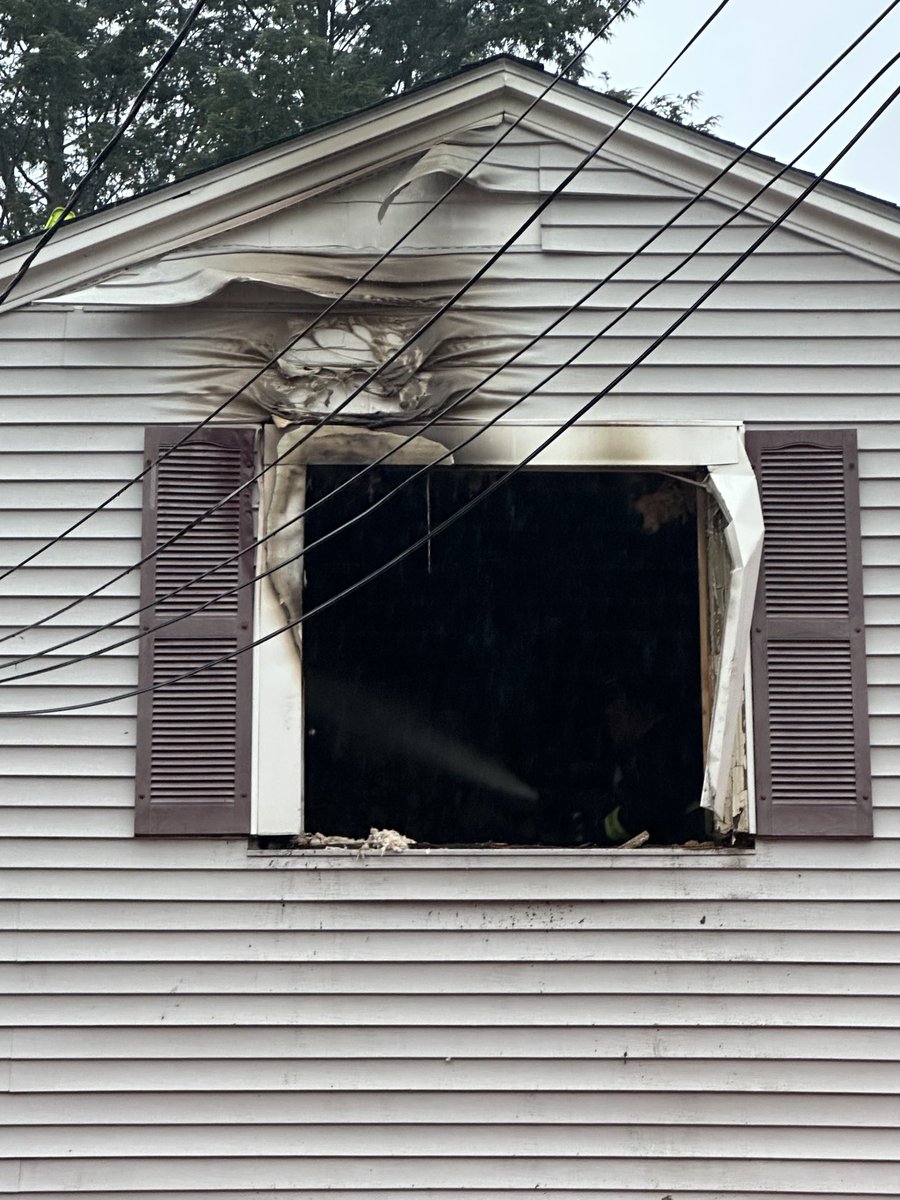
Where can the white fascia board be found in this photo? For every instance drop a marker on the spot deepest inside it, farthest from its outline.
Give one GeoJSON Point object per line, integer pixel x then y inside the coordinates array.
{"type": "Point", "coordinates": [857, 225]}
{"type": "Point", "coordinates": [255, 186]}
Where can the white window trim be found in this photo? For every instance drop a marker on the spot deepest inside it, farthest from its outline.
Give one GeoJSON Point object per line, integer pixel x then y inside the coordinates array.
{"type": "Point", "coordinates": [715, 447]}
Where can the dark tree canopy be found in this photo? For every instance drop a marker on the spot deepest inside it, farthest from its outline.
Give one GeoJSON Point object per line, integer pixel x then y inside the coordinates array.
{"type": "Point", "coordinates": [251, 72]}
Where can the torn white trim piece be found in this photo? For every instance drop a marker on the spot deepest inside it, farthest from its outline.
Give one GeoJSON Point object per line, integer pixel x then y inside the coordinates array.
{"type": "Point", "coordinates": [735, 487]}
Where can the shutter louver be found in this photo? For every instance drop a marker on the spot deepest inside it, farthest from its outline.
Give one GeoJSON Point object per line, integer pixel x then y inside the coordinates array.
{"type": "Point", "coordinates": [810, 715]}
{"type": "Point", "coordinates": [195, 737]}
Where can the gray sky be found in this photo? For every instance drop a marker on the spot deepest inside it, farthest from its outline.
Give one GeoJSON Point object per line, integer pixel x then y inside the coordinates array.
{"type": "Point", "coordinates": [756, 57]}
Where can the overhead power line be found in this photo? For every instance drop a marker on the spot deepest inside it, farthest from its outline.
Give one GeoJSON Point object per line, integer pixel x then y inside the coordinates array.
{"type": "Point", "coordinates": [101, 157]}
{"type": "Point", "coordinates": [442, 415]}
{"type": "Point", "coordinates": [321, 316]}
{"type": "Point", "coordinates": [514, 471]}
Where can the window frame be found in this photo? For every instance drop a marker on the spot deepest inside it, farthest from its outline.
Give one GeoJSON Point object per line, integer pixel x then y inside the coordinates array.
{"type": "Point", "coordinates": [715, 447]}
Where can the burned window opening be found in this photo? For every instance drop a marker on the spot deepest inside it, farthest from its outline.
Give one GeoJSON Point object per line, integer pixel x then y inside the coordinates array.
{"type": "Point", "coordinates": [531, 678]}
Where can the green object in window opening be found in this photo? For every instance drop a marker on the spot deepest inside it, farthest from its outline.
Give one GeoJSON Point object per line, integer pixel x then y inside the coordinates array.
{"type": "Point", "coordinates": [53, 219]}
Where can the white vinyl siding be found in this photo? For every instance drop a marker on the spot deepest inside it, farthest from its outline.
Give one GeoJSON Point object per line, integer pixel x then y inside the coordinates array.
{"type": "Point", "coordinates": [183, 1019]}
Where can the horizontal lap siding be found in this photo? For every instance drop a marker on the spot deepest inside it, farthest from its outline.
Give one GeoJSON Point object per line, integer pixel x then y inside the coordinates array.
{"type": "Point", "coordinates": [184, 1020]}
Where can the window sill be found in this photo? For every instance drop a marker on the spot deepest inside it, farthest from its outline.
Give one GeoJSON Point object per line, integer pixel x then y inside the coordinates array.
{"type": "Point", "coordinates": [538, 858]}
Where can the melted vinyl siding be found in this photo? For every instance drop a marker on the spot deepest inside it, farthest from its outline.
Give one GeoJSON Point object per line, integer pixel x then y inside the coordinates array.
{"type": "Point", "coordinates": [180, 1019]}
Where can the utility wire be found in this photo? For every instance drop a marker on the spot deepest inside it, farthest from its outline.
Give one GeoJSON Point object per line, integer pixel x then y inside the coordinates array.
{"type": "Point", "coordinates": [101, 157]}
{"type": "Point", "coordinates": [319, 317]}
{"type": "Point", "coordinates": [529, 457]}
{"type": "Point", "coordinates": [442, 414]}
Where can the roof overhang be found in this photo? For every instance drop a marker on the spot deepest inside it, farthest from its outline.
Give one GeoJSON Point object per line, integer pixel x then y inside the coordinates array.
{"type": "Point", "coordinates": [288, 173]}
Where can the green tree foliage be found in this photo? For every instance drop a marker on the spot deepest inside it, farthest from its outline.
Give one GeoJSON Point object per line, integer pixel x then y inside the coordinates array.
{"type": "Point", "coordinates": [249, 75]}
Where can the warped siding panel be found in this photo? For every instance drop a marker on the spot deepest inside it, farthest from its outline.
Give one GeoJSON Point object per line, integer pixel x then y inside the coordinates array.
{"type": "Point", "coordinates": [189, 1020]}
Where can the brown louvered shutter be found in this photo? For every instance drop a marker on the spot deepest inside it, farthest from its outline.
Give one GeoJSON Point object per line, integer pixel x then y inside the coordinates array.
{"type": "Point", "coordinates": [810, 715]}
{"type": "Point", "coordinates": [193, 767]}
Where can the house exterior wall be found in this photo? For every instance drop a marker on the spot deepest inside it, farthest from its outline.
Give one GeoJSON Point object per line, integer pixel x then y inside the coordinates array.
{"type": "Point", "coordinates": [185, 1018]}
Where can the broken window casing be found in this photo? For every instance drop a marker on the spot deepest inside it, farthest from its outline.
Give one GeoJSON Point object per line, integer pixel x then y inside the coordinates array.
{"type": "Point", "coordinates": [617, 447]}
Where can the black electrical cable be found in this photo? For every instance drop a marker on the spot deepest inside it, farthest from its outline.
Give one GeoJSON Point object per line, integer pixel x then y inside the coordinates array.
{"type": "Point", "coordinates": [319, 317]}
{"type": "Point", "coordinates": [514, 471]}
{"type": "Point", "coordinates": [101, 157]}
{"type": "Point", "coordinates": [373, 375]}
{"type": "Point", "coordinates": [442, 415]}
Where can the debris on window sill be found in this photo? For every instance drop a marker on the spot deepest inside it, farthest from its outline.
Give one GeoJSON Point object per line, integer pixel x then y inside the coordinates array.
{"type": "Point", "coordinates": [384, 841]}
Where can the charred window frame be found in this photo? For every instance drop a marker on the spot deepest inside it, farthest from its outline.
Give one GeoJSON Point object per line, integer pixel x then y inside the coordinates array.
{"type": "Point", "coordinates": [730, 523]}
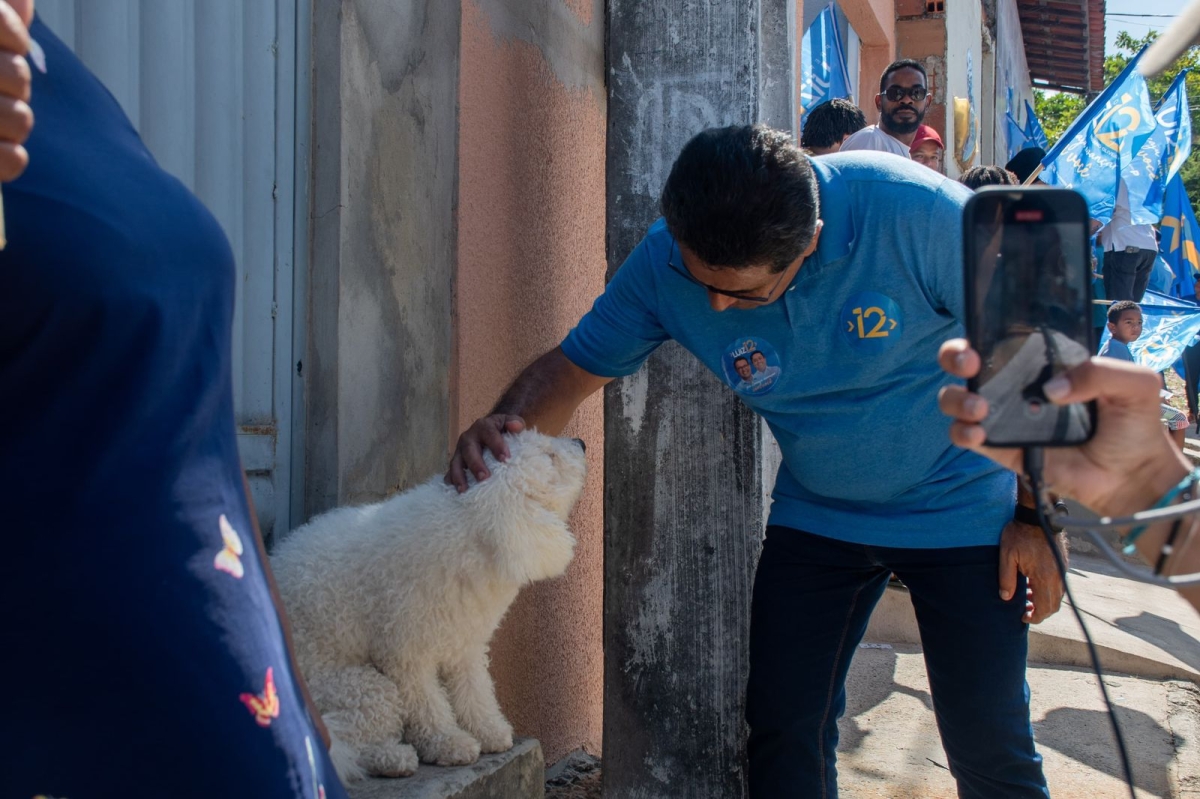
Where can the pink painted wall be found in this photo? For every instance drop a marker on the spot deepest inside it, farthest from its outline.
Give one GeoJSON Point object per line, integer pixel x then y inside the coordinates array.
{"type": "Point", "coordinates": [531, 260]}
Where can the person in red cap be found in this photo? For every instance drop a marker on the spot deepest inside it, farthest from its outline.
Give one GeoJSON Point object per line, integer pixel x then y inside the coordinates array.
{"type": "Point", "coordinates": [927, 148]}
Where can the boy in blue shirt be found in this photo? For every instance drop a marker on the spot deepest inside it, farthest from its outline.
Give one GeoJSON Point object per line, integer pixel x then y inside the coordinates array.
{"type": "Point", "coordinates": [841, 277]}
{"type": "Point", "coordinates": [1125, 325]}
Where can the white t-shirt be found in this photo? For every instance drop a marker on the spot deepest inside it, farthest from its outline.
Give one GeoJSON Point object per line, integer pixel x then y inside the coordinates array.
{"type": "Point", "coordinates": [1121, 232]}
{"type": "Point", "coordinates": [873, 137]}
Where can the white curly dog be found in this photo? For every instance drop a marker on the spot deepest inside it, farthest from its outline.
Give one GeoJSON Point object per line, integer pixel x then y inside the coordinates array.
{"type": "Point", "coordinates": [393, 606]}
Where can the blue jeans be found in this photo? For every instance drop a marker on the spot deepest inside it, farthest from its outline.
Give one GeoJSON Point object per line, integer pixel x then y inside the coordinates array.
{"type": "Point", "coordinates": [813, 598]}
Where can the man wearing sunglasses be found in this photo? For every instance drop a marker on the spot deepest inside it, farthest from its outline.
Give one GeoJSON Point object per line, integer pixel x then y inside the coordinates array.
{"type": "Point", "coordinates": [903, 100]}
{"type": "Point", "coordinates": [835, 278]}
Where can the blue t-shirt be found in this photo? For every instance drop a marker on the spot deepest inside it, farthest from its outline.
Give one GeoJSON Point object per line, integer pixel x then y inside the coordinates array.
{"type": "Point", "coordinates": [855, 340]}
{"type": "Point", "coordinates": [142, 647]}
{"type": "Point", "coordinates": [1117, 349]}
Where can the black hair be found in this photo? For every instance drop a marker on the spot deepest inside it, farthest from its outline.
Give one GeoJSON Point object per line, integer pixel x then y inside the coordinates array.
{"type": "Point", "coordinates": [903, 64]}
{"type": "Point", "coordinates": [829, 122]}
{"type": "Point", "coordinates": [979, 176]}
{"type": "Point", "coordinates": [1120, 307]}
{"type": "Point", "coordinates": [742, 196]}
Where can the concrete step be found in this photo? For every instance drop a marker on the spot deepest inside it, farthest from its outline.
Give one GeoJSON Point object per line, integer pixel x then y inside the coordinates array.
{"type": "Point", "coordinates": [1138, 629]}
{"type": "Point", "coordinates": [891, 749]}
{"type": "Point", "coordinates": [516, 774]}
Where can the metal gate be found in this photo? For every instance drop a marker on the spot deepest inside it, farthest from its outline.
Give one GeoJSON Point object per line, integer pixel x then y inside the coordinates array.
{"type": "Point", "coordinates": [211, 88]}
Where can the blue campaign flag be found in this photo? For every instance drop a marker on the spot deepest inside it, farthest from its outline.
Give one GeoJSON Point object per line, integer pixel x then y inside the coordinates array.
{"type": "Point", "coordinates": [1162, 155]}
{"type": "Point", "coordinates": [1169, 325]}
{"type": "Point", "coordinates": [1177, 240]}
{"type": "Point", "coordinates": [1174, 118]}
{"type": "Point", "coordinates": [1033, 131]}
{"type": "Point", "coordinates": [823, 74]}
{"type": "Point", "coordinates": [1101, 145]}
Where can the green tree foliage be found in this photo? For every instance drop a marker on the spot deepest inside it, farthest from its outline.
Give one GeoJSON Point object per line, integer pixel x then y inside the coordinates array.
{"type": "Point", "coordinates": [1057, 110]}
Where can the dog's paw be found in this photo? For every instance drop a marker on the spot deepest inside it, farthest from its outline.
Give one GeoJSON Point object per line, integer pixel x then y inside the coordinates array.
{"type": "Point", "coordinates": [390, 760]}
{"type": "Point", "coordinates": [495, 739]}
{"type": "Point", "coordinates": [453, 749]}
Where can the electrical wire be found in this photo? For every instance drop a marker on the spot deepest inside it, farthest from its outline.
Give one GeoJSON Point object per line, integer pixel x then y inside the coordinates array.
{"type": "Point", "coordinates": [1033, 464]}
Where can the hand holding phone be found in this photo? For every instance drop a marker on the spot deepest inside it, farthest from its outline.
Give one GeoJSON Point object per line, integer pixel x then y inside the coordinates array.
{"type": "Point", "coordinates": [1027, 310]}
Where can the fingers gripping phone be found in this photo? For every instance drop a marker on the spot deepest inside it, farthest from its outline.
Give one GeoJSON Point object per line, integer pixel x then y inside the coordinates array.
{"type": "Point", "coordinates": [1029, 310]}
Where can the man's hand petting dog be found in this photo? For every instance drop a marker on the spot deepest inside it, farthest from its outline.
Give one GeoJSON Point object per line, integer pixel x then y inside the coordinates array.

########################################

Take the line that contains "Where can the fingers" and every line after it through the end of the listing above, and repeat them exactly.

#### SOLUTION TO THE PROBLEM
Where can the fingers gripping phone be found in this photo? For every instance drop a marker on the spot deepest inside it, farthest from its outline.
Give one GeoJSON Point object per line, integer pixel x then y inside the coordinates array.
{"type": "Point", "coordinates": [1029, 310]}
Where can the man's hand petting dog be found in this photo? For every instance drop a marker on the spot deepest inside it, farthest from its outline.
Give one GeoJSON Point object per line, integer pixel x then y inside the coordinates array.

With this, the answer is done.